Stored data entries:
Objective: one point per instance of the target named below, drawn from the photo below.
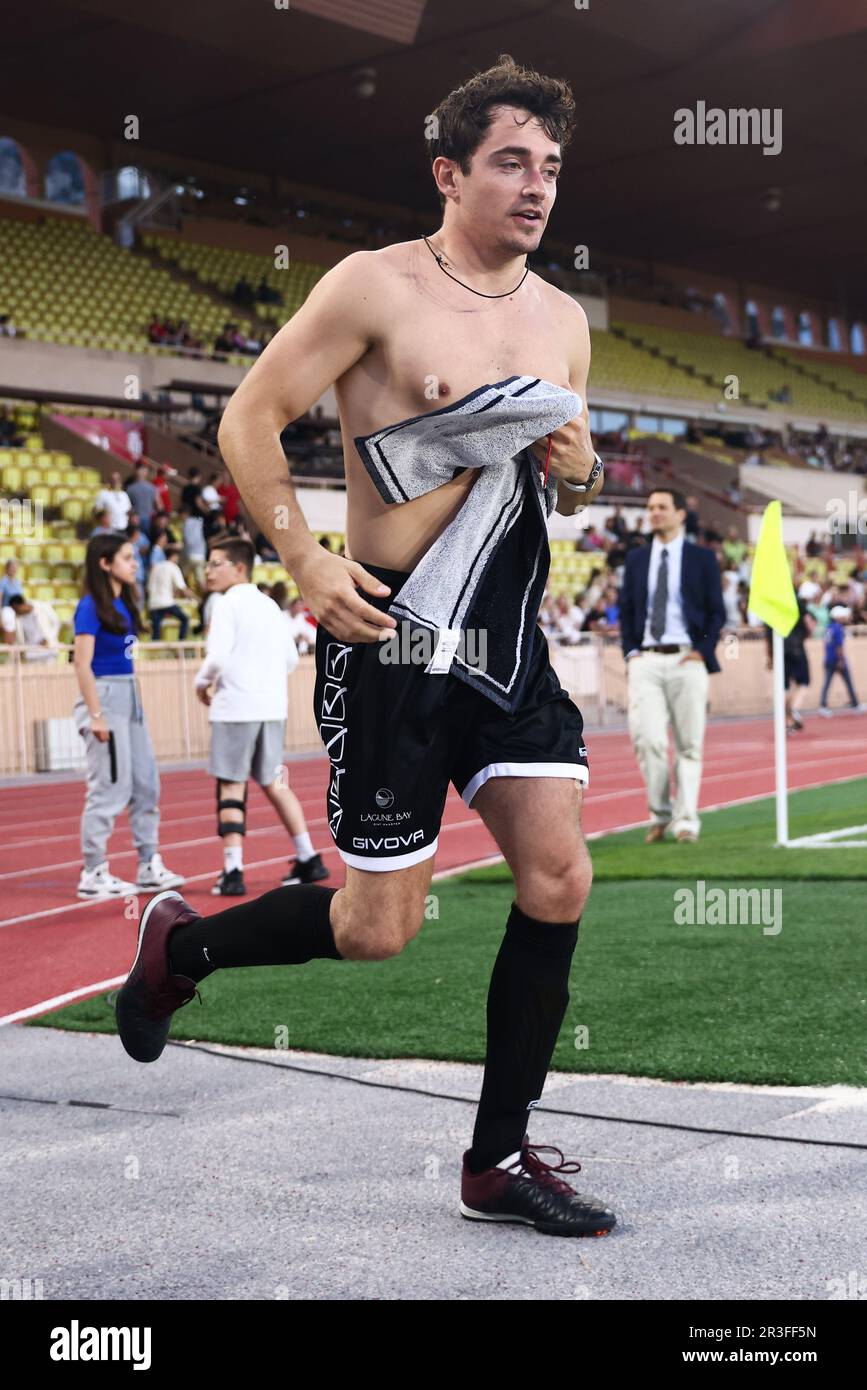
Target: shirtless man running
(414, 328)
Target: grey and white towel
(486, 571)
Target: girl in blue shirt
(109, 715)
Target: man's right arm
(331, 331)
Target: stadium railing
(38, 691)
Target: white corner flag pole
(780, 749)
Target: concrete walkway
(238, 1173)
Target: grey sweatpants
(138, 779)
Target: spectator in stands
(266, 551)
(224, 341)
(210, 495)
(214, 521)
(161, 527)
(9, 330)
(795, 665)
(694, 521)
(302, 626)
(193, 548)
(166, 585)
(734, 548)
(616, 524)
(731, 601)
(191, 494)
(229, 496)
(671, 615)
(103, 523)
(835, 658)
(35, 624)
(143, 495)
(161, 489)
(116, 502)
(9, 584)
(121, 765)
(142, 548)
(10, 435)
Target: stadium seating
(223, 267)
(759, 375)
(104, 296)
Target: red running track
(53, 944)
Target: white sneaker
(154, 875)
(99, 883)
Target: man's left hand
(571, 456)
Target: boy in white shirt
(242, 680)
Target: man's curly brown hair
(463, 117)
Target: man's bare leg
(370, 919)
(288, 808)
(537, 824)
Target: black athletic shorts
(398, 736)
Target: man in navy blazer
(671, 613)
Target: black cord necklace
(439, 259)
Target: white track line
(260, 863)
(60, 1000)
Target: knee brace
(231, 827)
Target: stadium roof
(273, 91)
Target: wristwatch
(591, 480)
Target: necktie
(660, 599)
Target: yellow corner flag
(771, 590)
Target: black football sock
(527, 1004)
(286, 926)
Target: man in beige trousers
(671, 613)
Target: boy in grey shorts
(249, 653)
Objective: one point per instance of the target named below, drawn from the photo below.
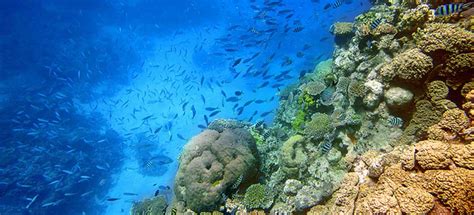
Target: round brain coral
(258, 196)
(411, 65)
(210, 164)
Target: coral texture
(210, 164)
(409, 65)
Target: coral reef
(444, 37)
(398, 97)
(156, 205)
(384, 127)
(211, 164)
(410, 65)
(319, 125)
(258, 196)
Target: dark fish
(211, 109)
(326, 147)
(236, 62)
(157, 130)
(181, 137)
(147, 117)
(214, 113)
(240, 110)
(374, 24)
(395, 121)
(232, 99)
(194, 111)
(298, 29)
(248, 103)
(112, 199)
(265, 113)
(223, 94)
(130, 194)
(448, 9)
(263, 85)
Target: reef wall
(385, 126)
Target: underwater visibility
(278, 107)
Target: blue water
(97, 97)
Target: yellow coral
(445, 37)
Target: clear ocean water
(98, 97)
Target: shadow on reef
(385, 126)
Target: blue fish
(374, 24)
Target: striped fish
(326, 147)
(395, 121)
(448, 9)
(374, 24)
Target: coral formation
(444, 37)
(341, 28)
(210, 165)
(319, 125)
(258, 196)
(398, 97)
(410, 65)
(384, 127)
(155, 205)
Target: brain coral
(409, 65)
(319, 125)
(258, 196)
(210, 164)
(446, 37)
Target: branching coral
(410, 65)
(293, 155)
(437, 90)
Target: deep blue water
(97, 98)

**What is being asked:**
Give every entry again word for word; no images belong in the copy.

**Written solution:**
Objective: one point per instance of the target named below, drawn from the photo below.
Target: shirtless man running
(414, 328)
Target: grey and white towel
(486, 571)
Target: girl in blue shirt
(109, 715)
Target: man's right arm
(331, 331)
Target: stadium railing
(38, 691)
Target: white corner flag pole
(780, 749)
Target: concrete walkway
(238, 1173)
Target: grey sweatpants
(138, 779)
Target: spectator in stands
(266, 551)
(224, 341)
(210, 495)
(214, 521)
(161, 527)
(9, 330)
(795, 665)
(694, 521)
(302, 626)
(193, 548)
(166, 585)
(734, 548)
(616, 524)
(731, 601)
(191, 494)
(229, 496)
(671, 615)
(103, 523)
(835, 658)
(35, 624)
(143, 495)
(161, 489)
(116, 502)
(9, 584)
(121, 765)
(142, 548)
(10, 435)
Target: stadium seating
(223, 267)
(759, 375)
(104, 296)
Target: red running track
(53, 944)
Target: white sneaker
(154, 875)
(99, 883)
Target: man's left hand
(571, 456)
Target: boy in white shirt
(242, 680)
Target: man's curly brown hair
(463, 117)
Target: man's bare leg
(370, 919)
(288, 808)
(537, 824)
Target: black athletic shorts
(398, 736)
Target: man in navy blazer
(671, 613)
Target: black cord necklace
(439, 259)
Target: white track line
(260, 863)
(60, 1000)
Target: knee brace
(231, 827)
Target: stadium roof
(273, 91)
Target: wristwatch
(591, 480)
Target: necktie
(660, 599)
Target: yellow corner flag
(771, 590)
Target: black football sock
(527, 1004)
(286, 926)
Target: man in beige trousers
(671, 613)
Target: boy in grey shorts
(249, 653)
Objective: one point per instance of the target named below, drawn from the photo below.
Target: round brain coral
(258, 196)
(411, 65)
(210, 164)
Target: coral texture
(210, 164)
(409, 65)
Target: coral reef
(444, 37)
(398, 97)
(156, 205)
(384, 127)
(211, 164)
(410, 65)
(319, 125)
(258, 196)
Target: dark fish
(211, 109)
(326, 147)
(236, 62)
(157, 130)
(181, 137)
(147, 117)
(214, 113)
(240, 110)
(374, 24)
(395, 121)
(232, 99)
(194, 111)
(298, 29)
(248, 103)
(112, 199)
(265, 113)
(223, 94)
(130, 194)
(448, 9)
(263, 85)
Target: reef wall
(385, 126)
Target: underwater visibility
(278, 107)
Target: blue water
(97, 97)
Target: yellow coral
(445, 37)
Target: clear ocean water
(98, 97)
Target: shadow on reef
(385, 126)
Target: blue fish
(374, 24)
Target: striped fish
(326, 147)
(395, 121)
(448, 9)
(374, 24)
Target: coral formation
(444, 37)
(341, 28)
(210, 165)
(319, 125)
(258, 196)
(398, 97)
(410, 65)
(384, 127)
(155, 205)
Target: brain coral
(409, 65)
(319, 125)
(258, 196)
(210, 164)
(446, 37)
Target: branching coral
(410, 65)
(293, 155)
(437, 90)
Target: deep blue water
(97, 98)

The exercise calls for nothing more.